- **À faire**
Extrayez chacune des lignes ci-dessous qui contient la chaîne « jersey ». La casse compte.

- **Lignes enregistrées**
※

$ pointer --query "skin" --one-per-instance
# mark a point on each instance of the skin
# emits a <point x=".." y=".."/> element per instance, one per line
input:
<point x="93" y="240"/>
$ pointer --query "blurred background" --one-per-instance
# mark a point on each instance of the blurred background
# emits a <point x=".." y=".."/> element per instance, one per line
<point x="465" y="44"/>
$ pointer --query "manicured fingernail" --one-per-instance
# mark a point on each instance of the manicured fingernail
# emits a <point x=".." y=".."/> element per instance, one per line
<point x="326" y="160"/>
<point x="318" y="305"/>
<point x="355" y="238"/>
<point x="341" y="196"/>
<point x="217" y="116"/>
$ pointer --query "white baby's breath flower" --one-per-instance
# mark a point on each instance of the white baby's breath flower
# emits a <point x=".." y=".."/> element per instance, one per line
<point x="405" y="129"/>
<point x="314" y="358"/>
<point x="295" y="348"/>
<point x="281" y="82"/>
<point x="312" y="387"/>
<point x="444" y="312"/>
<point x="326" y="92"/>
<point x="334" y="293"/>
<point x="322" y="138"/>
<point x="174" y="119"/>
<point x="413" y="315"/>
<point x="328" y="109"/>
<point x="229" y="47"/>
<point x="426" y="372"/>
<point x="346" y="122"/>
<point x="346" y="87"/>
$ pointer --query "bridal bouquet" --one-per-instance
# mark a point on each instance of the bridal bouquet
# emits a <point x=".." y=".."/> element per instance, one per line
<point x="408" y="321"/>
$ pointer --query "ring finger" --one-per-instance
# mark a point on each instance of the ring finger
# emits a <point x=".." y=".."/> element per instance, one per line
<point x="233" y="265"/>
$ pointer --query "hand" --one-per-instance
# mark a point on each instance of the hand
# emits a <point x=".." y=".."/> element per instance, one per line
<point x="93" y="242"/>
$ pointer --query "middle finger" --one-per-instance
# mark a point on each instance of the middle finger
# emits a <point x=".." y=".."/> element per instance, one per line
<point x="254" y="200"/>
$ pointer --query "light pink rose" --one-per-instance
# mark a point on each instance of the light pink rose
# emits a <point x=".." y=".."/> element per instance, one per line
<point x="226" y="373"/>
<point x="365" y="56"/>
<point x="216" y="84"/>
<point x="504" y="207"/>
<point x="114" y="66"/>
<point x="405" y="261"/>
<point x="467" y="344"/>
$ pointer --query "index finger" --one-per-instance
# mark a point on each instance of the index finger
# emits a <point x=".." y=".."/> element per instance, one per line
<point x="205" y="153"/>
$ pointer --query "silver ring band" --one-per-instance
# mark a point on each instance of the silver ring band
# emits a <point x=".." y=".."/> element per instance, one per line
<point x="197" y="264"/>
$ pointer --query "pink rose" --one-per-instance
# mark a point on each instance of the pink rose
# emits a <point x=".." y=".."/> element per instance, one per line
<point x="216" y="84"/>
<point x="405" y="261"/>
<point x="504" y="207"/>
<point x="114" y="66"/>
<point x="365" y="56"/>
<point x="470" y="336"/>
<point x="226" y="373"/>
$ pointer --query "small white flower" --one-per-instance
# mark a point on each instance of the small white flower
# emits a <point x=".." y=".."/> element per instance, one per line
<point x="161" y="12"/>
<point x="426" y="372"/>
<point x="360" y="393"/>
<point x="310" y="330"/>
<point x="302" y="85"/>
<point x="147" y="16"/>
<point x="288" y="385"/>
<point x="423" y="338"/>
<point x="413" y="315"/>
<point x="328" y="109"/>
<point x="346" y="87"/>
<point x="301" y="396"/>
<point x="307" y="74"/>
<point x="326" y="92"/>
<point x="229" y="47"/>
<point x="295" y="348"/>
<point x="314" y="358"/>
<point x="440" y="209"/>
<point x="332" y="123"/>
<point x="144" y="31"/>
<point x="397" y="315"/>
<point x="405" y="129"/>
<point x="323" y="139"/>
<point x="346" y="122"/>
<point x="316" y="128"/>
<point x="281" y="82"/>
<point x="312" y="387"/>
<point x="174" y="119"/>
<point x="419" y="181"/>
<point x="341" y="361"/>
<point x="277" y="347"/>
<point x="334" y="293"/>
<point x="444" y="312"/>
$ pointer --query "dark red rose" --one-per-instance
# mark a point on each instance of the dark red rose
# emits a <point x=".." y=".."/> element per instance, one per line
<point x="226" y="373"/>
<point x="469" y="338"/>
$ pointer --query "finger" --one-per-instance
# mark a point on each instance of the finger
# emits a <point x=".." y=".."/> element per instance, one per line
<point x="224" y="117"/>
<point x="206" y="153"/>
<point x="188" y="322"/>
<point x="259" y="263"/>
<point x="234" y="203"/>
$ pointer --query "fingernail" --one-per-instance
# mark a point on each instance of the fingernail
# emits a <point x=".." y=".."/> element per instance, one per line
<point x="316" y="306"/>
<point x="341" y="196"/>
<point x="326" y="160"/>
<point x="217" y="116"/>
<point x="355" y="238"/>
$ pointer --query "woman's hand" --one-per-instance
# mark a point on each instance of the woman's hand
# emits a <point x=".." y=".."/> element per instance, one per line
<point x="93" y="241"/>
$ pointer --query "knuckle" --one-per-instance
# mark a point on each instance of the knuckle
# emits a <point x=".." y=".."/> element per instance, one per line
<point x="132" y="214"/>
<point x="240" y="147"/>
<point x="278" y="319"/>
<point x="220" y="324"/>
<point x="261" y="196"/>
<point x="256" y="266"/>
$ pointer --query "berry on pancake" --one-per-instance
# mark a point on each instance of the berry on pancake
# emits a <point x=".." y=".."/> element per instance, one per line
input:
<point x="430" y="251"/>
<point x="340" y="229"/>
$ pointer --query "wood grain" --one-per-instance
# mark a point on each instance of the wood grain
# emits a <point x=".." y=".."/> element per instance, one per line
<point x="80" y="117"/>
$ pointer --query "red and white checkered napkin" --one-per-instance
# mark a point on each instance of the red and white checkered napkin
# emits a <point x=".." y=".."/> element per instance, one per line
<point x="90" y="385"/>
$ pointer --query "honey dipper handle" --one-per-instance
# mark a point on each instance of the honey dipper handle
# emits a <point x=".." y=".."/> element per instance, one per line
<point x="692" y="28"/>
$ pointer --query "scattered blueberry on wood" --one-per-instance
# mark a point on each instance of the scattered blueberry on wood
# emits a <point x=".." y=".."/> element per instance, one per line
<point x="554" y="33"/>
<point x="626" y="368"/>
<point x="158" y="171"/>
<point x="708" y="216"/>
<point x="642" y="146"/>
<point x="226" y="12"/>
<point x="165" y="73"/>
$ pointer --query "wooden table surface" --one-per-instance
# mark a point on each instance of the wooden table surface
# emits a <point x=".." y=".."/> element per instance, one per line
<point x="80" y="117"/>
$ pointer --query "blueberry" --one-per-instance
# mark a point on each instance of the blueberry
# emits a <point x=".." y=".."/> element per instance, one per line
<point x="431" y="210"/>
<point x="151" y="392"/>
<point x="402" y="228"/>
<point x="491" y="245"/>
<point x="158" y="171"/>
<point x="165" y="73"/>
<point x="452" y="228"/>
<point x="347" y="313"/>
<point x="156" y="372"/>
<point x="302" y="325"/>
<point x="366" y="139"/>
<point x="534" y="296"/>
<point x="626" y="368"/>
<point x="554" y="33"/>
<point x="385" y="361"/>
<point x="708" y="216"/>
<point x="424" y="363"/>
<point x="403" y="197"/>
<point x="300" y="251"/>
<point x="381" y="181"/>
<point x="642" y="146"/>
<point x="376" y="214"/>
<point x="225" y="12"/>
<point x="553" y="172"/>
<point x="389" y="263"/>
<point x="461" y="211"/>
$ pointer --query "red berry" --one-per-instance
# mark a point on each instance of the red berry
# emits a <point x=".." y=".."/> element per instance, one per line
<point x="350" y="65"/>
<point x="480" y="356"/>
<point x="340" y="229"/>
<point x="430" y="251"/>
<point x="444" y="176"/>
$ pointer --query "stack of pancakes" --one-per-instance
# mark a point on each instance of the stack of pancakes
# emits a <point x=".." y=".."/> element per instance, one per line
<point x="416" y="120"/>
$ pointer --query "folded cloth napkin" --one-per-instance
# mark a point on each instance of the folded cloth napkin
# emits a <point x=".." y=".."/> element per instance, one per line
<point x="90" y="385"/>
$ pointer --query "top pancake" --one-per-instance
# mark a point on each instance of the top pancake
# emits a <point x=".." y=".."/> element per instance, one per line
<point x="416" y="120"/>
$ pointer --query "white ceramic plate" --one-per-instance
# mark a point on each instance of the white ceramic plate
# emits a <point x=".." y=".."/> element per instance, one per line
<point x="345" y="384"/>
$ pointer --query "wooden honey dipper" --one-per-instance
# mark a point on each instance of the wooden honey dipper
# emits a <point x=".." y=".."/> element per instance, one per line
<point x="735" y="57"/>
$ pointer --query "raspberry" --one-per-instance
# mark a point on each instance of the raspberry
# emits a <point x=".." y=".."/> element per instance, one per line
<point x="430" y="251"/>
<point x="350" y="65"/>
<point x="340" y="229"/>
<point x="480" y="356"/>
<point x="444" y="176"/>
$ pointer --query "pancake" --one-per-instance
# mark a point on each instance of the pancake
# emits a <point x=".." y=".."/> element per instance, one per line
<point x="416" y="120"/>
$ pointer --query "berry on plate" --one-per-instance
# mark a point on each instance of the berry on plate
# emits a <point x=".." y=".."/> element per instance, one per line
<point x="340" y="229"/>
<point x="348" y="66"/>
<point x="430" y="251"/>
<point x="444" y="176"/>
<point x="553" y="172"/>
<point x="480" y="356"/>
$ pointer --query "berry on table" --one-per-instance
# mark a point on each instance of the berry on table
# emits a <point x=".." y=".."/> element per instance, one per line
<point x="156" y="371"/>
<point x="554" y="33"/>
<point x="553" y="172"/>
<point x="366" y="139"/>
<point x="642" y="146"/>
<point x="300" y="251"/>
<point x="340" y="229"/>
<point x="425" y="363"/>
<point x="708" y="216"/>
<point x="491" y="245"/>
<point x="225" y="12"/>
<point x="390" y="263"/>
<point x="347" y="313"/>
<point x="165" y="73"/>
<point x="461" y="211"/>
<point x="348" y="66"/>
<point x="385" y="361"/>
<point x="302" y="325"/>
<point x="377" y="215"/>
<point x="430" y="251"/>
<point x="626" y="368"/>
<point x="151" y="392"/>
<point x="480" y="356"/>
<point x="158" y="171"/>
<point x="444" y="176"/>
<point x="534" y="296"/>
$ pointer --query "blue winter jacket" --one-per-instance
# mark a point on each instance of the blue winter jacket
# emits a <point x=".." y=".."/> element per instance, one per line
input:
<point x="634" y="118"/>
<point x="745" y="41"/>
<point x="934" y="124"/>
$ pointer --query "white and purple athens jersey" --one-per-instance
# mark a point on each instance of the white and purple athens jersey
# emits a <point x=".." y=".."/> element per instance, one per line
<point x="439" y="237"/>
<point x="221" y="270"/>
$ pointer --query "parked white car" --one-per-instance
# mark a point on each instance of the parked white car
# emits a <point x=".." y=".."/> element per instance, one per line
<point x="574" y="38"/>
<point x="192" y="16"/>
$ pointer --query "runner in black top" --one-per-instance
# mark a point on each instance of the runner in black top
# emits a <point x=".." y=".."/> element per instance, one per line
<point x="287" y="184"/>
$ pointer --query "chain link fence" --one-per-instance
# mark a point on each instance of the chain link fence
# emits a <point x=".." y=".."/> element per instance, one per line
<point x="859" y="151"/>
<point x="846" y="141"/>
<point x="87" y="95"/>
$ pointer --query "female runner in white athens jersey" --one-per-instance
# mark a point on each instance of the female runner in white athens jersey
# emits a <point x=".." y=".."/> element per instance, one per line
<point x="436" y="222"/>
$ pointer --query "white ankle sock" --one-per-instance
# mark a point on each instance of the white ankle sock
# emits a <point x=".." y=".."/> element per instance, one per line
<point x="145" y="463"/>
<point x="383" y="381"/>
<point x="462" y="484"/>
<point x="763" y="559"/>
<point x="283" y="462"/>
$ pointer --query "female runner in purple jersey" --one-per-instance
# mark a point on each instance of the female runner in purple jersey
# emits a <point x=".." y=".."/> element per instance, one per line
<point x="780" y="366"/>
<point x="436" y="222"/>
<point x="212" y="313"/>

※

- **Tâche terminée**
$ pointer --query "white and purple athens jersey" --one-per-instance
# mark a point on each instance of the white and purple athens jersey
$ pointer --query "female runner in white athens jersey" --one-per-instance
# mark a point on each instance of the female runner in white athens jersey
$ pointer --query "female runner in purple jersey" --one-per-instance
# mark a point on each instance of the female runner in purple jersey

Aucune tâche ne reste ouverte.